> Exercise prompt: A word-for-word copy of the whole listing is required.

^^^^^^^^^^^^^^^^

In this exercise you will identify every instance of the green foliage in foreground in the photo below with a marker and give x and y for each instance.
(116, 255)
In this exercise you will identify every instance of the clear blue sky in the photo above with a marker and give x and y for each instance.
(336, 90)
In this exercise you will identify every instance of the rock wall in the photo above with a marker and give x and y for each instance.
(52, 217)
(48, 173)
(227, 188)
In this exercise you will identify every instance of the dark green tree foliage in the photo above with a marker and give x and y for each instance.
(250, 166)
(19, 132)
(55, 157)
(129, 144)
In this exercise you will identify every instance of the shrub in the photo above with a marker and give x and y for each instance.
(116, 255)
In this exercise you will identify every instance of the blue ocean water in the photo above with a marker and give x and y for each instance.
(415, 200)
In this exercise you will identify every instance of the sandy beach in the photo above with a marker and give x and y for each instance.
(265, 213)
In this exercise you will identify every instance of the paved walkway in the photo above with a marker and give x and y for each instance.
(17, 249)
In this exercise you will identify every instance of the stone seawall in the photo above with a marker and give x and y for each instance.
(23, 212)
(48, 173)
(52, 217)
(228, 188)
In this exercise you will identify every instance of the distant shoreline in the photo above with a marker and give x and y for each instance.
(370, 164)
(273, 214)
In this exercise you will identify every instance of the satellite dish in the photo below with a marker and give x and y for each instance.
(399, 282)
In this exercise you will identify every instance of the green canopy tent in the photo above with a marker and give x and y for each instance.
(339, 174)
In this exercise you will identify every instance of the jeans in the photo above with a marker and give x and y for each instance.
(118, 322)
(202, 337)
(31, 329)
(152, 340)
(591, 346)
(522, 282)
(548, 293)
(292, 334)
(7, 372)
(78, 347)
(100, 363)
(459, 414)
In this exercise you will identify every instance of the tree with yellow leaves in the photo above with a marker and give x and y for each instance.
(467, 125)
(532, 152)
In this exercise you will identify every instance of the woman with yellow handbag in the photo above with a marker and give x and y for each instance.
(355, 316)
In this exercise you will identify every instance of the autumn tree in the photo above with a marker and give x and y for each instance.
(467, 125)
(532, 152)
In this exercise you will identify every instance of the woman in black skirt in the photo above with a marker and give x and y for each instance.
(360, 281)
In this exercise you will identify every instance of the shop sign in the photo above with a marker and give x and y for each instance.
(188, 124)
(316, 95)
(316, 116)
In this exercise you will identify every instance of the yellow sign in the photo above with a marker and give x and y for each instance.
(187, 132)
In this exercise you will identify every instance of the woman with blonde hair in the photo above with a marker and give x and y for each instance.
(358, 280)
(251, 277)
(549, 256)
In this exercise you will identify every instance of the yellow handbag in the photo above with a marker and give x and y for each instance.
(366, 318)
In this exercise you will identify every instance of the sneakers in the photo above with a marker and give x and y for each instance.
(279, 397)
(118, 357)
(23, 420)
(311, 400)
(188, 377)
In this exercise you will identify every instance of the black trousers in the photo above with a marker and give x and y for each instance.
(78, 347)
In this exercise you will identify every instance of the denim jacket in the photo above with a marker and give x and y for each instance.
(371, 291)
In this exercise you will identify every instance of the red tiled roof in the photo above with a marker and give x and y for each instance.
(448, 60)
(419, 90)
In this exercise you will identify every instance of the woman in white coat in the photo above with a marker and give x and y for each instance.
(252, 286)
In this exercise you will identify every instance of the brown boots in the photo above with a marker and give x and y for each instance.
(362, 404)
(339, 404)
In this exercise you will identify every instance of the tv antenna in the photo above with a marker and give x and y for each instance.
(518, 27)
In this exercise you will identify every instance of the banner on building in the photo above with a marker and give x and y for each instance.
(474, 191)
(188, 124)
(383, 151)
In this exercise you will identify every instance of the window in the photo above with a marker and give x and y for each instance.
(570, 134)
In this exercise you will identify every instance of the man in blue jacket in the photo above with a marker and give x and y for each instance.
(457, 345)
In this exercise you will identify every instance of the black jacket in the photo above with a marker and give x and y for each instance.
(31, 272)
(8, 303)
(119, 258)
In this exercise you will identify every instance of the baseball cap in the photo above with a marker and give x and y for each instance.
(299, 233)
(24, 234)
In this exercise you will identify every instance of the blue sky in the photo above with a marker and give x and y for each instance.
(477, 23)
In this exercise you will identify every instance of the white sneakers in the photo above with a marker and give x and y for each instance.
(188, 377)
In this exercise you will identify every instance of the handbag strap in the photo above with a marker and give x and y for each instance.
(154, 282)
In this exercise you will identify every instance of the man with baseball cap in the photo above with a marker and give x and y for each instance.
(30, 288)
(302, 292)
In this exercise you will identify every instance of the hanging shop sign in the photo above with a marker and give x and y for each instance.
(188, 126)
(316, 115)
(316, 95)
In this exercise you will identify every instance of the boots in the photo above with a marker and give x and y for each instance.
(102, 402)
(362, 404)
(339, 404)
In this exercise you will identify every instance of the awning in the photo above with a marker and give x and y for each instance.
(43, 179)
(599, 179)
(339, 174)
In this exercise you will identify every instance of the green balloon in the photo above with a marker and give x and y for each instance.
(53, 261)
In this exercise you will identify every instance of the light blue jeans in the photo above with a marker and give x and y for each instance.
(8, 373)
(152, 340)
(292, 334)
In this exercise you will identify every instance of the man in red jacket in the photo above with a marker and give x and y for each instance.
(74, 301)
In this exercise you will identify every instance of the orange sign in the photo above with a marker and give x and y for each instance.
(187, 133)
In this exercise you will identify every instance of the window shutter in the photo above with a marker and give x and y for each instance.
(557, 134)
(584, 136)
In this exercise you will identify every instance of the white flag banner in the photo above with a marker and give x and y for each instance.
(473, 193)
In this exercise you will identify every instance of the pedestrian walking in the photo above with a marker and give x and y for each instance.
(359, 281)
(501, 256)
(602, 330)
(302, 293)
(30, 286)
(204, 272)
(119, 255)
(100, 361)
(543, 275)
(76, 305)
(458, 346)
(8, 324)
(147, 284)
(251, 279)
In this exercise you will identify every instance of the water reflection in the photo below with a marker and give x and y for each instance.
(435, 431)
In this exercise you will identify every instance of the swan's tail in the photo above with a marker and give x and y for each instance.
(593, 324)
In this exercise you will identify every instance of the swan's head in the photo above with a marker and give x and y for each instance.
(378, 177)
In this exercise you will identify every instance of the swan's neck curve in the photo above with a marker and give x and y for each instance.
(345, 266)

^^^^^^^^^^^^^^^^

> Solution to this problem:
In this exercise you will identify every instance of the green foliage in foreground in the photo below with a marker and give x and y for each instance.
(116, 255)
In this exercise you will identify every instance of the clear blue sky in the photo above with a marker and give x and y for each instance.
(336, 90)
In this exercise you will identify every instance of the rock wall in the photo above with a marker and give x and y for each instance.
(52, 217)
(48, 173)
(227, 188)
In this exercise you will identify every instance of the dark green tree foliage in the photo above with a marker and give x and y for each instance.
(250, 166)
(19, 132)
(55, 157)
(129, 144)
In this exercise you will identify every instance of the shrub in the photo above with a marker and give x and y for each instance.
(116, 255)
In this exercise you will identify every instance of the blue ocean water in the photo above with a marker and give x and y for each instance.
(415, 200)
In this exercise you will identify every instance of the sandy beach in the photo above with a marker and give x and y for each instance.
(265, 213)
In this exercise you will identify every instance of the paved walkway in the photo above with a marker and give x and y for each instance.
(17, 249)
In this exercise you will identify every instance of the stone seawall in the photo above with a marker and give x and y for each instance.
(23, 212)
(48, 173)
(52, 217)
(228, 188)
In this exercise you will identify every instance of the distant shoreline in the photo above with a marker and give x and y for each instance.
(370, 164)
(273, 214)
In this exercise you will identify every instance of the satellite dish in the photo below with a marker and give x and y for each instance.
(399, 282)
In this exercise you will identify every instance of the green canopy tent in the photo above with a marker and give x and y for each instance.
(339, 174)
In this exercise you will identify every instance of the jeans in the photo above with a marker and give x and y for each instance.
(118, 322)
(202, 337)
(31, 329)
(152, 340)
(591, 346)
(522, 282)
(548, 293)
(292, 334)
(7, 372)
(78, 347)
(100, 363)
(459, 414)
In this exercise you will identify every instance of the tree with yellow leaves in the photo above with a marker and give x and y for each instance.
(467, 125)
(532, 152)
In this exercise you will identify every instance of the woman with yellow handbag in the photo above with a marker and give x and y for each instance.
(355, 316)
In this exercise you will identify every instance of the autumn tree in the photo above with a marker and give x and y for each instance.
(467, 125)
(532, 152)
In this exercise you will identify every instance of the woman in black skirt in the photo above with a marker and give x and y for each instance.
(360, 281)
In this exercise you will identify every instance of the shop sign in the photo above with a marker and give x and y for each instance.
(188, 124)
(316, 95)
(316, 116)
In this exercise you will identify every instance of the yellow sign in the photo above with a marker and give x and y for each instance.
(187, 132)
In this exercise you will identify every instance of the woman with blonde hair in the photo above with a marker and give x and y for each instance.
(358, 280)
(251, 277)
(549, 256)
In this exercise you will identify every instance of the yellow handbag in the photo above with a marker and give x and y for each instance.
(366, 318)
In this exercise you will identify every instance of the sneakers in the photo above with a marker and give x and y for each instance.
(279, 397)
(118, 357)
(23, 420)
(311, 400)
(188, 377)
In this exercise you will identify every instance of the black trousers in the photo above with a marker and give x and y for each instance.
(78, 347)
In this exercise you will identify every instance of the denim jacket in the photo above with a marker and give x and y for each instance.
(371, 291)
In this exercise you will identify every instance of the red tiled roof in the photo above with a marker and give x and y for each instance.
(448, 60)
(419, 90)
In this exercise you will identify every instance of the woman in white coat in the photo above with a marker and give x and y for each instance.
(252, 286)
In this exercise you will identify every instance of the brown boots in the photo above with a marker and give x and y for each instance.
(362, 404)
(339, 404)
In this exercise you will identify every instance of the tv antenna in the photo above with a marker and give x and y for each instance.
(518, 27)
In this exercise you will identify every instance of the banner on building in the photo above with a marker and give x and y for each instance.
(474, 191)
(188, 124)
(383, 151)
In this exercise you will identify every instance of the window in the photo above with a marker and give x and y for each instance.
(570, 134)
In this exercise you will identify every instance of the man in blue jacket in the photo above with a marker and give x and y for each instance.
(457, 345)
In this exercise you will identify every instance of the black jacket in the photo above with a marker and give x and y for each instance.
(31, 272)
(8, 303)
(119, 258)
In this exercise you will identify every instance of the baseball cap in the photo above with a marker and give x and y for each instance.
(299, 233)
(24, 234)
In this exercise you will identify every instance of the blue sky in the photo above with a marker and give x and y for each instance.
(477, 23)
In this exercise you will identify every instance of the white sneakers in the photo above with a marker and give x and y for each instance.
(188, 377)
In this exercise you will identify every instance of the handbag strap in the photo above with a marker and give x and y for each instance.
(154, 282)
In this exercise you will identify every instance of the man with baseball cap in the photo above with a marker and give x and y for each instance.
(30, 288)
(302, 292)
In this exercise you will identify every instance of the hanging shop sign in the photo above with a marker and give x and y for each instance.
(188, 126)
(316, 115)
(316, 95)
In this exercise you will identify every instance of the boots in the photo above with a marker and give x and y for each instance.
(102, 402)
(362, 404)
(339, 404)
In this exercise you will identify every instance of the awning in the photo above with a marker and give x and y for each instance.
(43, 179)
(599, 179)
(339, 174)
In this exercise you will identify every instance of the green balloon in the photo above with a marker and give x and y for each instance.
(53, 261)
In this exercise you will identify every instance of the light blue jeans in the photo above with a marker and give x and y for each instance.
(8, 373)
(152, 340)
(292, 334)
In this exercise you will identify every instance of the man in red jacket in the photo above with a marker and give x and y for each instance.
(74, 301)
In this exercise you will identify every instance of the orange sign in the photo above with a marker and give x and y for each instance.
(187, 133)
In this exercise you will identify every instance of the window shutter in the photo above with a marker and give x and y for each instance.
(557, 134)
(584, 136)
In this exercise you will identify every instance of the white flag banner in the photo above with a marker and give x and y for each instance.
(473, 193)
In this exercise you will identify every instance of the pedestrian walking in the photo above with a marker and give x and y for each instance.
(359, 281)
(501, 256)
(602, 330)
(302, 293)
(30, 286)
(204, 272)
(119, 255)
(100, 361)
(543, 275)
(76, 305)
(458, 346)
(8, 324)
(147, 284)
(251, 279)
In this exercise you will identify every instance of the water reflection in the photo below with a marker and give x and y for each instance.
(435, 431)
In this exercise you will identify every instance of the swan's tail in the photo above with a marker and give x and y for each instance.
(593, 324)
In this exercise you will identify every instance of the swan's head in the photo above with a marker and give x and y for each instance.
(378, 177)
In this exercise you will identify every instance of the swan's neck curve in the photo above with a marker and give x and y for each instance.
(345, 266)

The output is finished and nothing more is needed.